■ Dataset entries:
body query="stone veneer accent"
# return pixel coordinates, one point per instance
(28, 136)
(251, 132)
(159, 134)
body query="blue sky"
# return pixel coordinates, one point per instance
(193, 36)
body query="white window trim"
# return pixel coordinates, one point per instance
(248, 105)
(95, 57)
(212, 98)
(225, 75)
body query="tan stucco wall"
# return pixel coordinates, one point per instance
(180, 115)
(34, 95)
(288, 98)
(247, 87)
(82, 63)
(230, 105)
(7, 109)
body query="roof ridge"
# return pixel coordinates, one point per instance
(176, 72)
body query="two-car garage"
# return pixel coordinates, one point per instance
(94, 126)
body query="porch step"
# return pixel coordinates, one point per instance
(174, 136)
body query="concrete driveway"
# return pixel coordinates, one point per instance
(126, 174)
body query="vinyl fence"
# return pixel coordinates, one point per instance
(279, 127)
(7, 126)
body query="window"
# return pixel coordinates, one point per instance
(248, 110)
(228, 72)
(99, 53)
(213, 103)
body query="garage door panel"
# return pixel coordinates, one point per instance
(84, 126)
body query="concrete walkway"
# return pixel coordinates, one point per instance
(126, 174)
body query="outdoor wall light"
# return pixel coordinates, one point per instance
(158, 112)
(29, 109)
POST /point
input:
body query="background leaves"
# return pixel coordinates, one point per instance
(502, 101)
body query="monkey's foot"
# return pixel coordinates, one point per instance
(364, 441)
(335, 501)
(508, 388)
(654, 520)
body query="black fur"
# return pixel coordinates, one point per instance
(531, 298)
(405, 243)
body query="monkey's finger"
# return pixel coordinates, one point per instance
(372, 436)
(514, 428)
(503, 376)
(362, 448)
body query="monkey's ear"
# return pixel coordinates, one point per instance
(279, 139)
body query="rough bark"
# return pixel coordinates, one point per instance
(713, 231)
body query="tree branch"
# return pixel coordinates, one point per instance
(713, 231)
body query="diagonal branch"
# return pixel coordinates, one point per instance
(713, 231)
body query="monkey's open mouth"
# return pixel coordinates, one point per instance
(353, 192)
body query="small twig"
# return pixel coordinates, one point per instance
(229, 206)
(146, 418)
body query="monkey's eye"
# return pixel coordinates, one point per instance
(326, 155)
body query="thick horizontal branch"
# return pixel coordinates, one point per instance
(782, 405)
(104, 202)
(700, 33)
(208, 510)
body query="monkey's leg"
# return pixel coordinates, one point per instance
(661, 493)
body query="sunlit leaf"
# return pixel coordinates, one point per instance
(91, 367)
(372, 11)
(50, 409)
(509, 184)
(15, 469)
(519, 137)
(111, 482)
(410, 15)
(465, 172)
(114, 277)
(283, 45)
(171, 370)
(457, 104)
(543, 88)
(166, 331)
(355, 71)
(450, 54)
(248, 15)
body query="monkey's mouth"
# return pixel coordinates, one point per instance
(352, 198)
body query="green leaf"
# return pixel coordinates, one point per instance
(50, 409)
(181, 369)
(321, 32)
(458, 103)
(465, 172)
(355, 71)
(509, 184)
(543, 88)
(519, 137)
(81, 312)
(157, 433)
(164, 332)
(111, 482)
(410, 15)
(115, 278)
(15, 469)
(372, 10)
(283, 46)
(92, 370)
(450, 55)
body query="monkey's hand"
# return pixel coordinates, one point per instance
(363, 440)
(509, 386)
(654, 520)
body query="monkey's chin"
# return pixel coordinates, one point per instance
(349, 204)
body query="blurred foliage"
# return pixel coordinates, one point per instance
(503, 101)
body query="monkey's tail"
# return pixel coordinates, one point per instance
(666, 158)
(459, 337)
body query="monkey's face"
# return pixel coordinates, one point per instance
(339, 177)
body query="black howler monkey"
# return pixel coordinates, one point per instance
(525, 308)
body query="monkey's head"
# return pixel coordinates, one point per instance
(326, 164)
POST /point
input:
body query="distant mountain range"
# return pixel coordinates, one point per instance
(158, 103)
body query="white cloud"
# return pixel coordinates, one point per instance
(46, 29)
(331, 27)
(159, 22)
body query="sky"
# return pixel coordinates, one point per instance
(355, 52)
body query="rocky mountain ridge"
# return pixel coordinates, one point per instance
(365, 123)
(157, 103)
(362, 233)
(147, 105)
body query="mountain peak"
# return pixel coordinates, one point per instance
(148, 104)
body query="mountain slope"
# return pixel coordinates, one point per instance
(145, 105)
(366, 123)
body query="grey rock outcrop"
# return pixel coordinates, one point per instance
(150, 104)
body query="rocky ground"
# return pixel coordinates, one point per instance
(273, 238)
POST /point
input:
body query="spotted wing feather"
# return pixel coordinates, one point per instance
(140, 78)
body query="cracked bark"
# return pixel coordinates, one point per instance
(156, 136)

■ Brief: Every line of the records should be reproduced exactly.

■ Written solution:
body query="stone veneer accent"
# return pixel coordinates, one point per instance
(28, 136)
(251, 132)
(159, 134)
body query="blue sky"
# return pixel coordinates, one point per instance
(193, 36)
body query="white window trim"
# return pixel coordinates, one point per instance
(248, 105)
(95, 57)
(212, 98)
(225, 75)
body query="tan stucco wall"
# return pixel coordinates, one point per instance
(180, 115)
(34, 95)
(288, 98)
(247, 87)
(82, 63)
(230, 105)
(7, 109)
body query="roof ridge"
# return pixel coordinates, one point per instance
(176, 72)
body query="two-car garage"
# return pixel coordinates, one point per instance
(94, 126)
body query="porch step"
# return pixel coordinates, one point per instance
(174, 136)
body query="concrete driveway"
# return pixel coordinates, one point per instance
(126, 174)
body query="vinyl fence"
# return pixel coordinates, one point per instance
(279, 127)
(7, 126)
body query="window"
# return pixel coordinates, one point per instance
(248, 110)
(228, 72)
(99, 53)
(213, 103)
body query="garage door panel"
# return pixel coordinates, one point per instance
(84, 126)
body query="concrete walkway"
# return pixel coordinates, one point per instance
(126, 174)
body query="outdoor wall light"
# return pixel coordinates, one point per instance
(158, 112)
(29, 109)
POST /point
input:
body query="background leaves"
# return pixel coordinates, one point per instance
(502, 101)
body query="monkey's foot"
# return pixel coordinates, one point per instance
(364, 441)
(335, 501)
(508, 388)
(654, 520)
body query="black fur"
# return pixel coordinates, one point per instance
(531, 298)
(405, 243)
body query="monkey's finger"
# return pixel coordinates, one point per instance
(372, 436)
(514, 428)
(503, 376)
(362, 448)
body query="monkey's ear"
# return pixel coordinates, one point per instance
(279, 139)
body query="rough bark"
# return pixel coordinates, one point per instance
(713, 231)
body query="tree branch"
# return pixel coordinates, one point per instance
(713, 231)
body query="diagonal branch"
# return pixel coordinates, one point per instance
(713, 231)
body query="monkey's open mouth"
# return pixel coordinates, one point per instance
(353, 192)
body query="small twig"
# return pixel coordinates, one point per instance
(229, 206)
(146, 418)
body query="monkey's eye"
# return pixel coordinates, one point per instance
(326, 155)
body query="thick horizontal branch"
# return pixel coordinates, one point per instance
(782, 405)
(104, 202)
(700, 33)
(208, 510)
body query="monkey's leg"
# return pixel coordinates, one point per instance
(661, 493)
body query="sunlit leaf"
# return pixel coordinates, one point per instance
(91, 367)
(372, 11)
(50, 409)
(509, 184)
(15, 469)
(519, 137)
(111, 482)
(410, 15)
(465, 172)
(114, 277)
(283, 45)
(171, 370)
(457, 104)
(543, 88)
(166, 331)
(355, 71)
(450, 54)
(248, 15)
body query="monkey's mouth"
# return pixel coordinates, one point per instance
(352, 198)
body query="green leaf"
# return pixel coordinates, one point per instance
(50, 409)
(181, 369)
(321, 32)
(458, 103)
(465, 172)
(355, 71)
(509, 184)
(543, 88)
(519, 137)
(81, 312)
(157, 433)
(164, 332)
(111, 482)
(410, 15)
(115, 278)
(15, 469)
(372, 10)
(283, 46)
(92, 370)
(450, 55)
body query="monkey's hand"
# return pixel coordinates, one point per instance
(363, 440)
(509, 386)
(654, 520)
body query="monkey's chin"
# return pixel coordinates, one point per instance
(349, 204)
body query="blurred foliage"
# return pixel coordinates, one point per instance
(503, 101)
body query="monkey's tail"
# return pixel coordinates, one point per instance
(666, 158)
(459, 337)
body query="monkey's face"
# return pixel coordinates, one point per instance
(339, 177)
body query="black howler monkey"
# return pixel coordinates, one point per instance
(525, 308)
body query="monkey's head"
# return pixel coordinates, one point per instance
(326, 164)
POST /point
input:
body query="distant mountain range"
# return pixel coordinates, one point per instance
(158, 103)
body query="white cloud"
# return pixel coordinates, one point per instance
(46, 29)
(331, 27)
(159, 22)
body query="sky"
# return pixel coordinates, one point per instance
(355, 52)
body query="rocky mountain ridge"
# return pixel coordinates, one point per instance
(365, 123)
(157, 103)
(362, 233)
(147, 105)
body query="mountain peak"
# return pixel coordinates, one point per instance
(148, 104)
body query="mountain slope"
# return pixel coordinates, one point per instance
(145, 105)
(366, 123)
body query="grey rock outcrop"
# return pixel coordinates, one point per instance
(150, 104)
body query="rocky ground"
# return pixel coordinates, one point per instance
(273, 238)
POST /point
input:
body query="spotted wing feather"
# return pixel coordinates, one point per instance
(140, 78)
body query="cracked bark"
# return pixel coordinates, one point per instance
(156, 136)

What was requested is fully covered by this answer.